## Problem
Leave the pictures out and restate every line below exactly.
----- Material provided
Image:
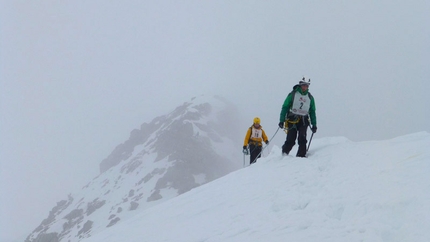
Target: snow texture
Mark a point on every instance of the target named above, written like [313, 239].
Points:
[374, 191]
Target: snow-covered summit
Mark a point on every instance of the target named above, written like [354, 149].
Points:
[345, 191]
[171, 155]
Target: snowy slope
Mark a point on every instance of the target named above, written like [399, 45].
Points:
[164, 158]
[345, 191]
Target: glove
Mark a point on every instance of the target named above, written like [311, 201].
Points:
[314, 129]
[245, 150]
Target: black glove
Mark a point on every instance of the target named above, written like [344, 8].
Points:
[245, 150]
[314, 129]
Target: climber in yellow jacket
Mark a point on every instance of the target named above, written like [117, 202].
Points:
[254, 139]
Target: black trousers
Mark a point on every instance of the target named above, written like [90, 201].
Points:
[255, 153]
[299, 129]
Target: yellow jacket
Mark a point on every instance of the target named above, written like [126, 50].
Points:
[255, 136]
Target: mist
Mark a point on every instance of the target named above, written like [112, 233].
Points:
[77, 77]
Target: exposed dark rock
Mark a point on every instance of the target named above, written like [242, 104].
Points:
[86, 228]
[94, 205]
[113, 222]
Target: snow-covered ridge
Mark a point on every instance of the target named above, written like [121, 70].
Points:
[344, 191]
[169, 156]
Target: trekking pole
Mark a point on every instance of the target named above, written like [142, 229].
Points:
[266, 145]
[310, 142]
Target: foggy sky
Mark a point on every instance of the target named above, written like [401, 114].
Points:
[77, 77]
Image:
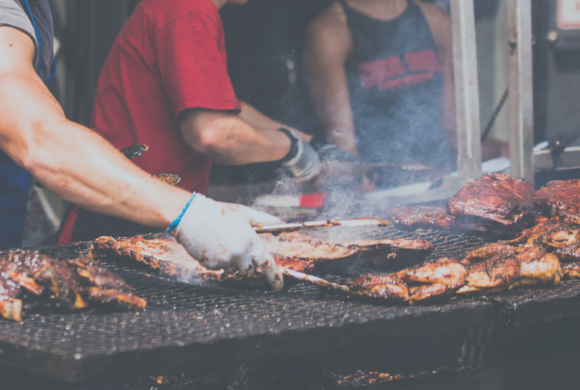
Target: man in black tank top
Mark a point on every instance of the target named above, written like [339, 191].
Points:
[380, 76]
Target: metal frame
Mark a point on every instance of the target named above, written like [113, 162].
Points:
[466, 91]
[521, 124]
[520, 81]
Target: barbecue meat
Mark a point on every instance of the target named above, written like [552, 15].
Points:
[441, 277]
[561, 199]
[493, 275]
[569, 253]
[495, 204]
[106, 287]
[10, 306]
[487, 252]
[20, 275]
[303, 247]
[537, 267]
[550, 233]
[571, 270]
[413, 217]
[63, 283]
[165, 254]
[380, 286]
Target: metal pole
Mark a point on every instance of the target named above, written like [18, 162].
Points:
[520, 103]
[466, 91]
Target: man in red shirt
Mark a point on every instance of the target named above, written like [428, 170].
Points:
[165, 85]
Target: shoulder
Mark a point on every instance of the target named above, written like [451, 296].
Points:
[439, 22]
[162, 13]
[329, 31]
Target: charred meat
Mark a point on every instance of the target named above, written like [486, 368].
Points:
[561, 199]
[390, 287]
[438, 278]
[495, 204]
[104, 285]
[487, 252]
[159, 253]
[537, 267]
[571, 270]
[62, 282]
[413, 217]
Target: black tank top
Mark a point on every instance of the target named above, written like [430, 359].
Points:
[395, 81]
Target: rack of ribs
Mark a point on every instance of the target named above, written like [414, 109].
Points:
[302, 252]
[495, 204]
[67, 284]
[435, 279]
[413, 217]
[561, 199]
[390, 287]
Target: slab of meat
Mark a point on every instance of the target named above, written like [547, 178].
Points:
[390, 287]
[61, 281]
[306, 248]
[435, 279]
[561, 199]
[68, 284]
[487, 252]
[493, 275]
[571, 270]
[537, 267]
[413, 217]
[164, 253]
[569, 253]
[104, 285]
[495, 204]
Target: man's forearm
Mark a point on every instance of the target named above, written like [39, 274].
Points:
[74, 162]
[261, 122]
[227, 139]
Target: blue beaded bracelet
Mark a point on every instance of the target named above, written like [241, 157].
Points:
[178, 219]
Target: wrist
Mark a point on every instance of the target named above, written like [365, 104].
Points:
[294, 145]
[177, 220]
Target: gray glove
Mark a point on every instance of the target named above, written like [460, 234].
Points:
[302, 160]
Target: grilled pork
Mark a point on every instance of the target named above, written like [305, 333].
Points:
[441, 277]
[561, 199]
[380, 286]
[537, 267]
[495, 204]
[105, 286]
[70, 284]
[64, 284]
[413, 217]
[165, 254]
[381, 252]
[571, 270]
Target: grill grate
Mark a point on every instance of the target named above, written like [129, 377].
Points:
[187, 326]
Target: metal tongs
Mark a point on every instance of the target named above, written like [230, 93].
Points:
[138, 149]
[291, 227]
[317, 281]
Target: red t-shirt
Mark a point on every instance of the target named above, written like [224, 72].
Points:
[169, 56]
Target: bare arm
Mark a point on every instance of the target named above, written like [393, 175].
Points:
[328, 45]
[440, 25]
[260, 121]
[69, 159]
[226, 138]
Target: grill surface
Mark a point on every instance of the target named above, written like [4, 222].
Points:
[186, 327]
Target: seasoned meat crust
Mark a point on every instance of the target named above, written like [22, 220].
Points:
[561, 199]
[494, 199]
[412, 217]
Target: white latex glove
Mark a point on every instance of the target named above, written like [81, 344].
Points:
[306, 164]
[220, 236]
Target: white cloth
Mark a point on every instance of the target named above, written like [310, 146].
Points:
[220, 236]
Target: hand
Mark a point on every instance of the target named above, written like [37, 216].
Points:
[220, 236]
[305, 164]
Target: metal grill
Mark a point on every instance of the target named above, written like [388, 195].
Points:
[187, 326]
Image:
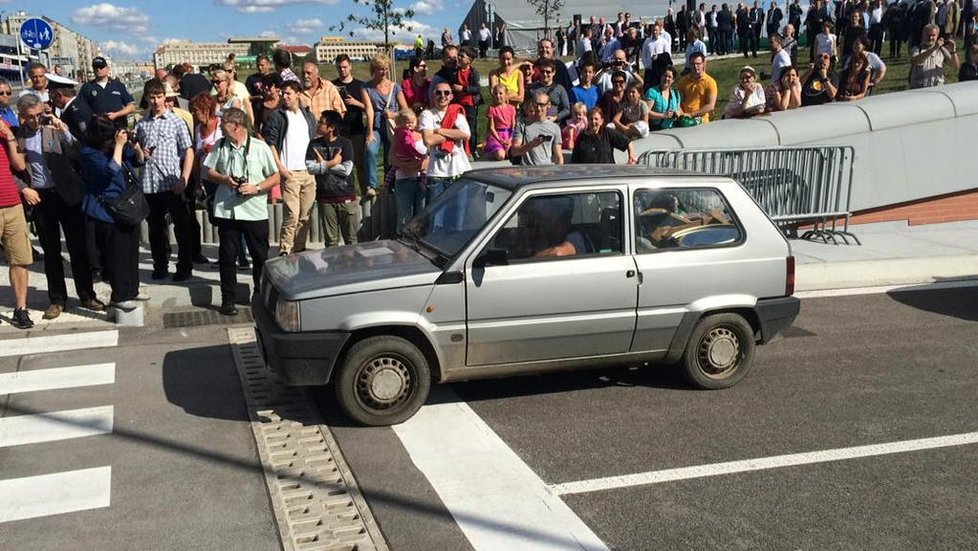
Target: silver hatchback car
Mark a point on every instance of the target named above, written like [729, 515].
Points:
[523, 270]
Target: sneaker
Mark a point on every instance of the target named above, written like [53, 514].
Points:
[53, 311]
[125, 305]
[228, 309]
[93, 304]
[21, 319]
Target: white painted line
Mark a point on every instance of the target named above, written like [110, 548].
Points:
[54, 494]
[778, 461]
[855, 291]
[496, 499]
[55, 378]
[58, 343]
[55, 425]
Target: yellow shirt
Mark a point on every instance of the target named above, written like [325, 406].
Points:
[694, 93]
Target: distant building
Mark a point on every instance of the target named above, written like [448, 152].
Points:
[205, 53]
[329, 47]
----------
## Output for this exercise
Image:
Target: snow texture
Mark a point on every instance of the target named above, written like [313, 239].
Points:
[374, 191]
Target: snow-covered summit
Mark a point on every instance of the target named above, written like [354, 149].
Points:
[345, 191]
[171, 155]
Target: snowy slope
Mark a point on every instance of the target named above, written like [399, 45].
Points:
[164, 158]
[345, 191]
Target: glove
Mark a point on every instance of the target named above, written like [311, 201].
Points:
[314, 129]
[245, 150]
Target: black glove
Mark a point on every instance of the target named above, written like [344, 8].
Points:
[245, 150]
[314, 129]
Target: climber in yellow jacket
Mark a point on every instance of the target named above, written like [117, 202].
Points:
[254, 139]
Target: black trousers
Mark a point on every instance of the target named above, written like [90, 201].
Points:
[255, 153]
[299, 129]
Target: yellow jacket
Mark a point on every instance of the target named above, written like [126, 50].
Points:
[255, 136]
Target: mist
Mark a point on every instance of the target named above, written like [112, 233].
Points:
[77, 77]
Target: exposed dark rock
Mark a point on every instance of the target named above, written like [242, 104].
Points:
[86, 228]
[94, 205]
[113, 222]
Target: snow-covered ridge
Mark a point on every instance of the target named above, written like [121, 70].
Points:
[344, 191]
[169, 156]
Target: trekking pole
Mark a point on every instance of the target named above, written like [142, 229].
Points:
[266, 145]
[310, 142]
Target: foggy sky
Mark a point on every instance of the target named above, written like [401, 114].
Points:
[77, 77]
Image:
Target: man in black tank top
Mark a point on every instance of the target named above, written like [339, 191].
Points:
[380, 76]
Target: metal frame
Mark a point on every instance of the target named above, written like [113, 162].
Points:
[466, 91]
[521, 124]
[520, 81]
Target: barbecue meat
Mark a point on every instance of the target named above, written like [552, 15].
Points:
[441, 277]
[561, 199]
[493, 275]
[569, 253]
[495, 204]
[106, 287]
[10, 306]
[487, 252]
[20, 275]
[303, 247]
[537, 267]
[550, 233]
[571, 270]
[413, 217]
[63, 283]
[165, 254]
[380, 286]
Target: metal pole
Mark a point on every instance of the target named above, written like [18, 162].
Points:
[520, 103]
[466, 91]
Target: man in red shirt
Mark a point on every instance of the target named above, written like [428, 170].
Points:
[165, 85]
Target: shoulder
Mark a point on every instance of the target named above, written like [451, 296].
Points:
[439, 22]
[162, 13]
[329, 31]
Target: charred meat
Mark a point on every instance of the target named above, written like [486, 368].
Points:
[561, 199]
[390, 287]
[438, 278]
[495, 204]
[104, 285]
[487, 252]
[159, 253]
[537, 267]
[571, 270]
[62, 282]
[413, 217]
Target: black tank top
Mark a point on every instance of the target named above, written like [430, 359].
Points:
[395, 81]
Target: rack of ribs
Mark a point on every instance of the target named above, written like [414, 109].
Points:
[302, 252]
[495, 204]
[67, 284]
[435, 279]
[413, 217]
[561, 199]
[390, 287]
Target: slab of meat
Mark a point on every instance of the target named above, written like [547, 178].
Points:
[390, 287]
[61, 281]
[306, 248]
[435, 279]
[561, 199]
[68, 284]
[487, 252]
[493, 275]
[571, 270]
[537, 267]
[413, 217]
[164, 253]
[569, 253]
[104, 285]
[495, 204]
Target: man's forearm
Mark a point on every instance of the target named above, written like [39, 274].
Points:
[74, 162]
[261, 122]
[227, 139]
Target: blue beaded bracelet
Mark a point on every instance of the target named above, written like [241, 157].
Points:
[178, 219]
Target: wrist
Mark a point on every instance of the target named above, written like [365, 104].
Points:
[294, 145]
[177, 220]
Target: gray glove
Mark a point on every instance of the target named above, written like [460, 234].
Points:
[302, 160]
Target: grilled pork
Mark a point on every instance of the target named above, written like [305, 333].
Points:
[441, 277]
[561, 199]
[380, 286]
[537, 267]
[495, 204]
[105, 286]
[70, 284]
[64, 284]
[413, 217]
[165, 254]
[381, 252]
[571, 270]
Target: grill grate
Mark a point on every instance of the target named above, written like [129, 377].
Points:
[187, 326]
Target: metal tongs
Mark a point on every instance of the target named above, written like [230, 93].
Points:
[138, 149]
[291, 227]
[317, 281]
Target: red t-shirt
Mark a point on every instance of the target named above, written like [224, 72].
Points:
[169, 56]
Target: bare arm
Mark a point on every instance of the target named above, written like [393, 175].
Points:
[328, 45]
[440, 25]
[260, 121]
[69, 159]
[226, 138]
Target: grill surface
Mark a point on every instance of the target named above, written like [4, 222].
Points:
[186, 327]
Target: seasoned meat crust
Mark a point on every instance of the target named above, written like [22, 220].
Points:
[561, 199]
[494, 199]
[412, 217]
Target: white latex glove
Mark a point on every instance of the target named above, written like [81, 344].
Points:
[306, 164]
[220, 236]
Target: white cloth
Mark a point on every instance of the target named above, written like [310, 146].
Points:
[220, 236]
Target: hand
Mark a point on every instance of the target named above, written like [37, 216].
Points:
[220, 236]
[305, 164]
Target: metal grill
Mark a point on every instance of the target named above, written like [388, 195].
Points:
[187, 326]
Image:
Target: silver hatchback car
Mark a point on every instance of the target named above, written like [729, 515].
Points:
[523, 270]
Target: sneaker
Mark a point on every instance of the target named above, written like [53, 514].
Points:
[53, 311]
[125, 305]
[228, 309]
[93, 304]
[21, 319]
Target: white painted line
Mark a point on every instance of the target named above, written like [110, 548].
Points:
[54, 494]
[778, 461]
[855, 291]
[496, 499]
[55, 378]
[58, 343]
[55, 425]
Target: yellow shirt
Mark a point on every instance of the target named above, written like [325, 406].
Points:
[694, 93]
Target: distant building
Mark a point on every instance of the target named above, written like [448, 152].
Points:
[205, 53]
[329, 47]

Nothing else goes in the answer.